— Work to do —
Copy out all of the records below word for word, leaving the pictures out.

══════════

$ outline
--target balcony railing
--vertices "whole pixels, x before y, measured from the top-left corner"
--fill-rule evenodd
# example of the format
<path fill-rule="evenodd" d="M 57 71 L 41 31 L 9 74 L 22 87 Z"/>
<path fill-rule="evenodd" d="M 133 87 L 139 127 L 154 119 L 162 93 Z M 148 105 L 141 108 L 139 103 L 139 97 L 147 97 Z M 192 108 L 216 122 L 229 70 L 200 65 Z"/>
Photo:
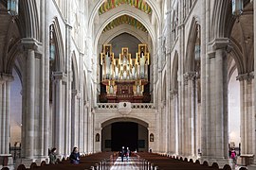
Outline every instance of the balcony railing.
<path fill-rule="evenodd" d="M 118 110 L 119 103 L 98 103 L 97 110 Z M 154 103 L 131 103 L 132 110 L 154 110 Z"/>

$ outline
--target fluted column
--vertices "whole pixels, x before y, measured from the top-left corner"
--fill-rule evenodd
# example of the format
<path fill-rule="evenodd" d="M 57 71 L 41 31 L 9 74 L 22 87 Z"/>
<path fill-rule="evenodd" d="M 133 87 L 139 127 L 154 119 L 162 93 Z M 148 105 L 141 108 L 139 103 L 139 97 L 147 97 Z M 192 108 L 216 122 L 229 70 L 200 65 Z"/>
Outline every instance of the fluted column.
<path fill-rule="evenodd" d="M 72 117 L 71 117 L 71 145 L 79 146 L 79 138 L 80 138 L 80 112 L 78 110 L 78 101 L 77 101 L 78 91 L 72 91 Z"/>
<path fill-rule="evenodd" d="M 176 128 L 177 128 L 177 90 L 171 90 L 170 92 L 171 95 L 171 119 L 170 119 L 170 150 L 171 153 L 176 154 L 176 145 L 175 144 L 177 143 L 176 141 Z"/>
<path fill-rule="evenodd" d="M 255 40 L 256 40 L 256 0 L 253 0 L 253 29 L 254 29 L 254 53 L 253 53 L 253 55 L 254 55 L 254 75 L 255 75 L 255 72 L 256 72 L 256 45 L 255 45 Z M 255 83 L 255 80 L 254 80 L 254 83 Z M 253 95 L 253 99 L 254 99 L 254 101 L 253 101 L 253 107 L 254 107 L 254 110 L 253 110 L 253 112 L 255 113 L 255 110 L 256 110 L 256 86 L 255 86 L 255 84 L 253 85 L 253 94 L 254 94 L 254 95 Z M 254 128 L 256 127 L 256 125 L 255 125 L 256 123 L 254 123 Z M 255 155 L 256 155 L 256 143 L 255 143 L 255 141 L 256 141 L 256 135 L 254 136 L 254 163 L 256 164 L 256 157 L 255 157 Z"/>
<path fill-rule="evenodd" d="M 54 146 L 60 155 L 64 153 L 64 83 L 66 82 L 66 75 L 63 72 L 53 73 L 54 109 L 53 109 L 53 139 Z"/>
<path fill-rule="evenodd" d="M 241 114 L 241 153 L 253 154 L 254 113 L 252 106 L 252 78 L 251 74 L 243 74 L 237 76 L 240 81 L 240 114 Z"/>
<path fill-rule="evenodd" d="M 45 6 L 43 5 L 42 9 L 45 9 L 44 15 L 45 19 L 43 20 L 42 28 L 45 28 L 44 34 L 45 38 L 42 38 L 42 42 L 45 42 L 45 62 L 42 61 L 43 67 L 45 67 L 45 102 L 44 102 L 44 155 L 48 155 L 48 147 L 49 147 L 49 118 L 50 118 L 50 112 L 52 110 L 49 110 L 49 1 L 41 1 L 41 3 L 45 3 Z M 42 36 L 44 36 L 44 34 Z M 43 59 L 44 60 L 44 59 Z M 42 77 L 43 78 L 43 77 Z"/>
<path fill-rule="evenodd" d="M 178 34 L 179 34 L 179 58 L 178 58 L 178 76 L 181 78 L 180 81 L 178 81 L 178 103 L 179 103 L 179 127 L 178 127 L 178 154 L 183 155 L 184 154 L 184 81 L 183 81 L 183 75 L 184 75 L 184 57 L 185 57 L 185 28 L 184 28 L 184 12 L 182 10 L 184 6 L 184 1 L 180 1 L 179 4 L 179 23 L 178 23 Z"/>
<path fill-rule="evenodd" d="M 21 43 L 25 47 L 25 74 L 23 76 L 23 129 L 22 142 L 24 157 L 31 159 L 35 151 L 35 50 L 39 42 L 30 38 L 22 39 Z M 38 130 L 38 129 L 37 129 Z"/>
<path fill-rule="evenodd" d="M 194 122 L 195 122 L 195 72 L 186 73 L 188 79 L 188 154 L 190 156 L 194 156 L 194 144 L 195 144 L 195 133 L 194 133 Z"/>
<path fill-rule="evenodd" d="M 189 79 L 186 76 L 186 74 L 184 75 L 184 101 L 183 101 L 183 131 L 182 131 L 182 135 L 183 135 L 183 141 L 182 141 L 182 144 L 184 145 L 184 149 L 183 149 L 183 155 L 185 156 L 189 156 L 189 143 L 190 143 L 190 137 L 189 137 L 189 113 L 190 113 L 190 110 L 189 110 Z"/>
<path fill-rule="evenodd" d="M 84 147 L 84 152 L 88 153 L 88 142 L 89 142 L 89 138 L 88 138 L 88 134 L 89 134 L 89 128 L 88 128 L 88 110 L 89 110 L 89 102 L 84 101 L 83 102 L 83 125 L 84 125 L 84 133 L 83 133 L 83 139 L 84 139 L 84 144 L 83 144 L 83 147 Z"/>
<path fill-rule="evenodd" d="M 9 150 L 9 95 L 11 75 L 0 73 L 0 155 Z"/>
<path fill-rule="evenodd" d="M 227 62 L 227 49 L 229 47 L 229 40 L 226 38 L 216 39 L 213 42 L 213 49 L 215 49 L 215 97 L 211 106 L 215 121 L 211 122 L 215 130 L 212 135 L 215 136 L 215 158 L 224 159 L 228 157 L 228 62 Z M 212 96 L 212 95 L 211 95 Z M 214 111 L 215 110 L 215 111 Z"/>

══════════

— Solution for this problem —
$ outline
--target balcony railing
--vertices "whole pixels, x before y, measured from the top-left corner"
--fill-rule evenodd
# example of the format
<path fill-rule="evenodd" d="M 57 71 L 41 31 L 9 74 L 22 87 Z"/>
<path fill-rule="evenodd" d="M 133 87 L 139 127 L 154 119 L 162 93 Z M 148 105 L 141 108 L 139 103 L 139 97 L 147 97 Z M 192 108 L 216 122 L 229 70 L 200 65 Z"/>
Photo:
Outline every instance of the balcony railing.
<path fill-rule="evenodd" d="M 118 110 L 119 103 L 98 103 L 97 110 Z M 154 103 L 131 103 L 132 110 L 154 110 Z"/>

$ outline
--target fluted column
--vertices "whole pixels, x before y, measured from the top-left corner"
--fill-rule evenodd
# example of the format
<path fill-rule="evenodd" d="M 57 71 L 41 31 L 9 74 L 22 87 Z"/>
<path fill-rule="evenodd" d="M 133 87 L 139 127 L 154 119 L 162 93 Z M 148 105 L 141 108 L 139 103 L 139 97 L 147 97 Z M 192 108 L 216 122 L 229 70 L 200 65 Z"/>
Outline every instance of the fluted column.
<path fill-rule="evenodd" d="M 72 117 L 71 117 L 71 145 L 79 146 L 79 138 L 80 138 L 80 112 L 78 110 L 78 101 L 77 101 L 78 91 L 72 91 Z"/>
<path fill-rule="evenodd" d="M 176 128 L 177 128 L 177 90 L 171 90 L 170 92 L 171 95 L 171 119 L 170 119 L 170 150 L 171 153 L 176 154 L 176 145 L 175 144 L 177 143 L 176 141 Z"/>
<path fill-rule="evenodd" d="M 255 40 L 256 40 L 256 0 L 253 0 L 253 29 L 254 29 L 254 53 L 253 53 L 253 55 L 254 55 L 254 75 L 255 75 L 255 72 L 256 72 L 256 45 L 255 45 Z M 255 83 L 255 80 L 254 80 L 254 83 Z M 253 95 L 253 99 L 254 99 L 254 101 L 253 101 L 253 107 L 254 107 L 254 110 L 253 110 L 253 112 L 255 113 L 255 110 L 256 110 L 256 86 L 255 86 L 255 84 L 253 85 L 253 94 L 254 94 L 254 95 Z M 254 128 L 256 127 L 256 125 L 255 125 L 256 123 L 254 123 Z M 255 155 L 256 155 L 256 143 L 255 143 L 255 141 L 256 141 L 256 135 L 254 136 L 254 163 L 256 164 L 256 157 L 255 157 Z"/>
<path fill-rule="evenodd" d="M 54 146 L 60 155 L 64 153 L 64 83 L 66 82 L 66 75 L 63 72 L 53 73 L 54 109 L 53 109 L 53 139 Z"/>
<path fill-rule="evenodd" d="M 241 114 L 241 153 L 253 154 L 254 113 L 252 106 L 252 78 L 251 74 L 243 74 L 237 76 L 240 81 L 240 114 Z"/>
<path fill-rule="evenodd" d="M 45 6 L 43 5 L 42 9 L 45 9 L 44 15 L 45 19 L 43 20 L 42 28 L 45 28 L 44 34 L 45 38 L 42 38 L 42 42 L 45 42 L 45 62 L 42 61 L 43 67 L 45 67 L 45 102 L 44 102 L 44 155 L 48 155 L 48 147 L 49 147 L 49 118 L 50 118 L 50 112 L 52 110 L 49 110 L 49 1 L 41 1 L 41 3 L 45 3 Z M 42 36 L 44 36 L 44 34 Z M 43 59 L 44 60 L 44 59 Z M 42 77 L 43 78 L 43 77 Z"/>
<path fill-rule="evenodd" d="M 178 34 L 179 34 L 179 58 L 178 58 L 178 76 L 181 78 L 180 81 L 178 81 L 178 103 L 179 103 L 179 127 L 178 127 L 178 154 L 183 155 L 184 154 L 184 81 L 183 81 L 183 75 L 184 75 L 184 57 L 185 57 L 185 28 L 184 28 L 184 12 L 182 10 L 184 6 L 184 1 L 180 1 L 179 4 L 179 23 L 178 23 Z"/>
<path fill-rule="evenodd" d="M 21 43 L 25 47 L 25 74 L 23 76 L 23 129 L 22 142 L 24 157 L 31 159 L 35 151 L 35 50 L 39 42 L 30 38 L 22 39 Z M 38 130 L 38 129 L 37 129 Z"/>
<path fill-rule="evenodd" d="M 194 122 L 195 122 L 195 72 L 186 73 L 188 79 L 188 154 L 190 156 L 194 156 L 194 144 L 195 144 L 195 133 L 194 133 Z"/>
<path fill-rule="evenodd" d="M 189 79 L 186 76 L 186 74 L 184 75 L 184 101 L 183 101 L 183 131 L 182 131 L 182 135 L 183 135 L 183 141 L 182 141 L 182 144 L 184 145 L 184 149 L 183 149 L 183 155 L 185 156 L 189 156 L 189 143 L 190 143 L 190 137 L 189 137 L 189 113 L 190 113 L 190 110 L 189 110 Z"/>
<path fill-rule="evenodd" d="M 84 147 L 84 152 L 88 153 L 88 142 L 89 142 L 89 138 L 88 138 L 88 134 L 89 134 L 89 128 L 88 128 L 88 110 L 89 110 L 89 102 L 84 101 L 83 102 L 83 125 L 84 125 L 84 133 L 83 133 L 83 139 L 84 139 L 84 144 L 83 144 L 83 147 Z"/>
<path fill-rule="evenodd" d="M 9 150 L 9 95 L 11 75 L 0 73 L 0 155 Z"/>
<path fill-rule="evenodd" d="M 227 62 L 227 49 L 229 47 L 229 40 L 226 38 L 216 39 L 213 42 L 213 49 L 215 49 L 215 97 L 211 106 L 215 121 L 211 122 L 215 130 L 212 135 L 215 136 L 215 158 L 224 159 L 228 157 L 228 62 Z M 212 96 L 212 95 L 211 95 Z M 214 111 L 215 110 L 215 111 Z"/>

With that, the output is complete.